| Text section |
━━━━━━━━━━━━━━━━━━━━

|
Enola Proctor, PhD, MSSW
2010 Knee/Wittman Lifetime Achievement Award in Health & Mental Health Practice
Enola Proctor has focused her scholarship on mental health services and, more recently, on “implementation science,” the study of how to move research findings and the practices they inform into on-the-ground settings where they can meet real human needs. Before her work, most mental health services research focused on psychiatry and psychology and their practitioners. Dr. Proctor has worked tirelessly to demonstrate and expand the ways in which social services, child welfare services, and services for the elderly are built upon a robust body of evidence.
Dr. Proctor’s research interests center on mental health and health service delivery, post-acute health and mental health community care, with a particular emphasis on services for low-income elderly. She has also passionately pursued the development of knowledge to guide delivery and evaluation of clinical social work and championed the implementation of evidence-based practice in the mental health and social work fields.
A generous and committed teacher to both doctoral and master’s students, Dr. Proctor’s teaching focuses on research and evaluation methodology, and social work in health and mental health care settings.
Dr. Proctor’s scholarship has significantly advanced the field of mental health services research. For nearly two decades, she has led the Brown School’s Center for Mental Health Services Research (CMHSR). Continually funded by the National Institute for Mental Health since its inception in 1995, the Center collaborates with its national network of research partners to build a base of evidence designed to address the challenges of delivering mental health services to vulnerable populations.
Under the guidance of Dr. Proctor, the CMHSR is conducting projects that represent some of the pioneering clinical epidemiological, service systems and quality of care research at the mental health-social service intersect. She has been Principle Investigator (PI) or Co-PI on research grants from the National Institute of Mental Health (NIMH), the National Institute on Aging (NIA), the Agency for Health Care Policy and Research, the AARP Andrus Foundation, and the American Heart Association. She recently completed a study, serving as Co-PI with Dr. Morrow-Howell, examining depression within the public long-term care system. Dr. Proctor is prolific in the dissemination of her findings in prestigious peer reviewed journals, submitting about eight publications per year throughout her career.

━━━━━━━━━━━━━━━━━━━━

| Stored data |
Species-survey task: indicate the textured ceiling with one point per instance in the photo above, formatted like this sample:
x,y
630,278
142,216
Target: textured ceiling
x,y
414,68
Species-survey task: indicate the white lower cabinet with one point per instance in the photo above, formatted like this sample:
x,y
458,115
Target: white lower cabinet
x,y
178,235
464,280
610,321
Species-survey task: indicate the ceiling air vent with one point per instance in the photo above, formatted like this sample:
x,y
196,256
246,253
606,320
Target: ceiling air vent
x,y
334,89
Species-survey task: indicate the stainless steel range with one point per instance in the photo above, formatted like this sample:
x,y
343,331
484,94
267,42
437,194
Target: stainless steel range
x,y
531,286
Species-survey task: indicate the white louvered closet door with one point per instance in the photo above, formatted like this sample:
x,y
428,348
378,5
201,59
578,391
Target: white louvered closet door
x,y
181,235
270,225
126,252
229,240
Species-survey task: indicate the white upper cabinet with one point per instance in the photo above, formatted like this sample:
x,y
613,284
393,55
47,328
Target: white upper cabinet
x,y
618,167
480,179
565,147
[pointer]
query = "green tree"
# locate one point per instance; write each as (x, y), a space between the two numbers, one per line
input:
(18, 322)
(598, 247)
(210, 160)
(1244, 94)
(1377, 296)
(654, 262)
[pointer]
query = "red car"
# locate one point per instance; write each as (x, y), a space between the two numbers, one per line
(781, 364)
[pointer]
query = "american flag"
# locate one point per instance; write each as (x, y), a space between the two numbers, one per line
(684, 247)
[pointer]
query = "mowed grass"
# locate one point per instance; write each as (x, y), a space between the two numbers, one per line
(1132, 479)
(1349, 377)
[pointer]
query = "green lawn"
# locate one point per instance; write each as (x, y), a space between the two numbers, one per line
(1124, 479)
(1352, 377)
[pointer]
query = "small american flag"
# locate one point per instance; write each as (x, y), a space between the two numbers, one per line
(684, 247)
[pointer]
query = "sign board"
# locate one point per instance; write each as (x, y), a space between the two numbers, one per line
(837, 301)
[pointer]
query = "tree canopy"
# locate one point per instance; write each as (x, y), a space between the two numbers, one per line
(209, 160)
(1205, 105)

━━━━━━━━━━━━━━━━━━━━

| Parts of the exercise |
A. In the profile of Enola Proctor, what does the Center for Mental Health Services Research work with its national network of research partners to achieve?
B. Continue the profile of Enola Proctor from the point where it ends.

| Answers below |
A. The Center works with its national network of research partners to build a base of evidence. That evidence is designed to address the challenges of delivering mental health services to vulnerable populations.

B.
Nationally, Dr. Proctor was appointed by the U.S. Department of Health and Human Services to serve on the National Advisory Mental Health Council of the National Institute of Mental Health; the only social work researcher to receive this prestigious appointment. She also serves as a strategic planning expert to the NIH Offices of Behavioral and Social Sciences Research and as an external reviewer to the Institute of Medicine. Among her numerous awards, Dr. Proctor has been recognized by the National Association of Social Workers (President’s Award for Excellence in Social Work Research) and the Alliance for the Mentally Ill.
Dr. Proctor serves as the Associate Dean for Faculty for the Brown School at Washington University in St. Louis. She also chairs the School’s Evidence-based Task Force, which looks at ways the School can help infuse new standards of evidence, effectiveness, and accountability in both social work research and practice. She has won the School's Distinguished Faculty Award and the Arthur Holly Compton Award, the University's highest honor for a faculty member.
Dr. Proctor has been a member of NASW since 1973. She has been a leader in numerous professional associations, including the Group for the Advancement of Doctoral Education in Social Work (Chair, 1993-95) and the Institute for the Advancement of Social Work Research (Chair, 2000-2005).